• _Task to carry out_
Reproduce all of the lines below, requests included, shifting each coordinate value in the answers by -101.

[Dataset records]
++++
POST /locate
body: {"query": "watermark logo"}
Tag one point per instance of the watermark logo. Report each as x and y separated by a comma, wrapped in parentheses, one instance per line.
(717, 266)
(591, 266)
++++
• _Exercise result_
POST /locate
body: {"query": "watermark logo"}
Tag one point per instance of the watermark logo. Report each as x and y separated by a comma, wrapped in parentheses, one instance per line.
(616, 165)
(490, 165)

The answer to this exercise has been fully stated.